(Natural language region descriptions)
=======
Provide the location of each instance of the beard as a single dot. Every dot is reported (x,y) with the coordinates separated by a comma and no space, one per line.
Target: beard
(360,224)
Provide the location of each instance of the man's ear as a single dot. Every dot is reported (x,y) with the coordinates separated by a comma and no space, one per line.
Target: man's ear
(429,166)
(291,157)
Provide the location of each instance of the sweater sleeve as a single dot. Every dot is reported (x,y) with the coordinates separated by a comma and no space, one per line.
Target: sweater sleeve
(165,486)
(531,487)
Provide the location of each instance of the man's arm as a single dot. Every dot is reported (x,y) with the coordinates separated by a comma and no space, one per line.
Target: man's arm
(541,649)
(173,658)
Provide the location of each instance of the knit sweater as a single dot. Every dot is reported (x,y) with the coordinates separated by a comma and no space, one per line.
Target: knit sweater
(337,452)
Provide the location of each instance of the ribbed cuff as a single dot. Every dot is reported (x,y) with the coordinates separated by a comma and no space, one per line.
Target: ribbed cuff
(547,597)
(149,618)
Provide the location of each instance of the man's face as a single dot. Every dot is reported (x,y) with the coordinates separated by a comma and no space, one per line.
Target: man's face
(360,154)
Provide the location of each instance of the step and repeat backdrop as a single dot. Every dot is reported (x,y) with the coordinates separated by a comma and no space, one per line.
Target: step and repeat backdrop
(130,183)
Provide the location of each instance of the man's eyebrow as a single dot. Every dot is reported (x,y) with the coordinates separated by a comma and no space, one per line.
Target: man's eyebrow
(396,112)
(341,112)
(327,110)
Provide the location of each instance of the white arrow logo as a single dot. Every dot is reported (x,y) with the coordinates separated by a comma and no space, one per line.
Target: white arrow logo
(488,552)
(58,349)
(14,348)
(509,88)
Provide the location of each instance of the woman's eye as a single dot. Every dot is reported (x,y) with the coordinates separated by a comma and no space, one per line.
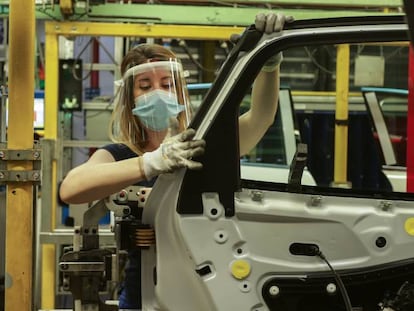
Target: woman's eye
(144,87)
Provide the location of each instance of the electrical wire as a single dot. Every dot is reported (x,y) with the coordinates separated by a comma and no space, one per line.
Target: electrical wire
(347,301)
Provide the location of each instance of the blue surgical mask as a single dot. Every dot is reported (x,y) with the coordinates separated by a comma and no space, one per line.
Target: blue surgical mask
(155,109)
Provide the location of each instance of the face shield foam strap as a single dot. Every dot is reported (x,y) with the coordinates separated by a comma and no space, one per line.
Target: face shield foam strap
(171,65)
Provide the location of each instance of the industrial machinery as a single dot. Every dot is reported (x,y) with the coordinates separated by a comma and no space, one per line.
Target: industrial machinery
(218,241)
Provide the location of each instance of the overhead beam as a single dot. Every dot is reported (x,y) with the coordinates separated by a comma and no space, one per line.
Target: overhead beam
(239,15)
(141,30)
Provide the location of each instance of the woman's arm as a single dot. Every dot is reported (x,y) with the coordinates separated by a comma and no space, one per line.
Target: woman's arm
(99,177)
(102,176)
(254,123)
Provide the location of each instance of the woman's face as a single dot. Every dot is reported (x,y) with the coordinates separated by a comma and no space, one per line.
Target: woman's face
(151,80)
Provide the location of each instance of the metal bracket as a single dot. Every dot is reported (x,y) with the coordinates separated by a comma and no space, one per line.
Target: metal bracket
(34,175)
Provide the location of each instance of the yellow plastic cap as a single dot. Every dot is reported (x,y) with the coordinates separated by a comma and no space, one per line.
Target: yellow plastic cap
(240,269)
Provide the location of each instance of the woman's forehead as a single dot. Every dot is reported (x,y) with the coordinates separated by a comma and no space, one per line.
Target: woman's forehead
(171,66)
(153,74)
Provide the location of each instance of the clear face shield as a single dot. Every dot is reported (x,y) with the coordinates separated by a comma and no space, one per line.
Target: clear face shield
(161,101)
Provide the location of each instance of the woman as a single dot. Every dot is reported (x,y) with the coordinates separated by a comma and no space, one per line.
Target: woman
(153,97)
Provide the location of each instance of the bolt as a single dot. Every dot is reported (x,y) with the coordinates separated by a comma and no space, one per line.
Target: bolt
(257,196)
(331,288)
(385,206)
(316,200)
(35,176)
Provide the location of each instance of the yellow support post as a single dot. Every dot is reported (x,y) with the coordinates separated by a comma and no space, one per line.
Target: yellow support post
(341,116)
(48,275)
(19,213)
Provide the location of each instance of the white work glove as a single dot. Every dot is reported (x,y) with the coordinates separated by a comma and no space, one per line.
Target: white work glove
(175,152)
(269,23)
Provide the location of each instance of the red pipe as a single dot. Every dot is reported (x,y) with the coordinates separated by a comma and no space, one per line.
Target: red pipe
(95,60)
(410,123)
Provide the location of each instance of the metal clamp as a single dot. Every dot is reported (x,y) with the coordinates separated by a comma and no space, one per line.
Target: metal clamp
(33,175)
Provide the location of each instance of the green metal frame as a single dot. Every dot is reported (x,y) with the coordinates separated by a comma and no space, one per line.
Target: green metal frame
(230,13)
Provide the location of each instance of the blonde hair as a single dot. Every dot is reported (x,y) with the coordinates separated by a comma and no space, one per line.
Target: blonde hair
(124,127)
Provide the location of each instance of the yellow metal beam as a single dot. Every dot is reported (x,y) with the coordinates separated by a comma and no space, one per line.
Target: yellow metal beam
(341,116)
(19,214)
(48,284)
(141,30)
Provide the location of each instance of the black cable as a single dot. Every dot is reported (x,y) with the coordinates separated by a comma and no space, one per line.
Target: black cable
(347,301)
=======
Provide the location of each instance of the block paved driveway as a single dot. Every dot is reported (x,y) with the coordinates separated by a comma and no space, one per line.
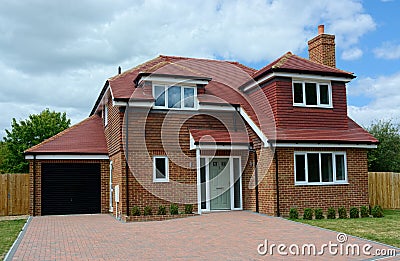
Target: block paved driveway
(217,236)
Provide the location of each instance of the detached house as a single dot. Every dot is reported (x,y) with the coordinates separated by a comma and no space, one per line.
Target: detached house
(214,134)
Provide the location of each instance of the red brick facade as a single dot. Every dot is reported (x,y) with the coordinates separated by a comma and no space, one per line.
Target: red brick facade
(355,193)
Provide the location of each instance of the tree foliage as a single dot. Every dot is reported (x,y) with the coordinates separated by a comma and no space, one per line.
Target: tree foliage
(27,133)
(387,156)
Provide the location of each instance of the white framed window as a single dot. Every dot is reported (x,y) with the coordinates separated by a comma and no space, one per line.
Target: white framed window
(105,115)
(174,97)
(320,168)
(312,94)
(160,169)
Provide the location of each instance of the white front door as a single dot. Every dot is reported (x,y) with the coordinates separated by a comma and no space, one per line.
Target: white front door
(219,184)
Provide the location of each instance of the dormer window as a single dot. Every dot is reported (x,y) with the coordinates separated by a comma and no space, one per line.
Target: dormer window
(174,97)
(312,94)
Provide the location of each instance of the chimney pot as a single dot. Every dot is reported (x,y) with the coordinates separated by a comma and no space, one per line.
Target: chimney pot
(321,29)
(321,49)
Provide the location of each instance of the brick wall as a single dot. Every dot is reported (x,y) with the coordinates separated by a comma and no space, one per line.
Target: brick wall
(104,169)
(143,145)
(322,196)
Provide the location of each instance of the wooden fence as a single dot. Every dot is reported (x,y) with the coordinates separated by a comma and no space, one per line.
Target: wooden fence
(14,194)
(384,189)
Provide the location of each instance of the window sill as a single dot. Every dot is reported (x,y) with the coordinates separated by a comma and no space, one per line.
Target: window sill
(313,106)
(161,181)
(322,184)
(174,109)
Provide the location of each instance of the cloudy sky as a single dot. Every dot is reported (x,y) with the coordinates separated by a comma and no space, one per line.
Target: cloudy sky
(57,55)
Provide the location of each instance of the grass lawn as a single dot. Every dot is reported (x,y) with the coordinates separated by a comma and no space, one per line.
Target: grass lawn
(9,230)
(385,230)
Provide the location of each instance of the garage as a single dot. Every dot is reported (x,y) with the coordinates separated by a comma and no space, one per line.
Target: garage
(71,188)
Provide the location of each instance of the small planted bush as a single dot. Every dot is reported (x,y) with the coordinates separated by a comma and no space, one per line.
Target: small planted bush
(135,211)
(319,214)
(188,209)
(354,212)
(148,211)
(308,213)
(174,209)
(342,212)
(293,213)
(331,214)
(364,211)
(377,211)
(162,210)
=======
## [Problem to work on]
Looking at the data above, return every line from the one with "Target: blue surgical mask" down to the one with "Provide the location of each instance of the woman's arm", exactly and inclusively.

## [Task answer]
Target: blue surgical mask
(155,109)
Provide the location of each instance of the face shield foam strap as a single dot. Every dot is reported (x,y) with the coordinates separated by a comma and no space, one per line.
Target: face shield foam strap
(171,65)
Provide the location of each instance of the industrial machinery as a single dot. Every dot is reported (x,y) with the coordinates separated by a comma and no space, one per line.
Target: industrial machinery
(218,241)
Provide the location of each instance of the overhead beam as a single dot. Every dot is reported (x,y) with the coordinates separated by a comma and no space, one per line.
Target: overhead beam
(239,15)
(141,30)
Provide the location of each instance of the woman's arm as a single dot. Every dot is reported (x,y) with the coordinates separated by a comma and no space, one per line.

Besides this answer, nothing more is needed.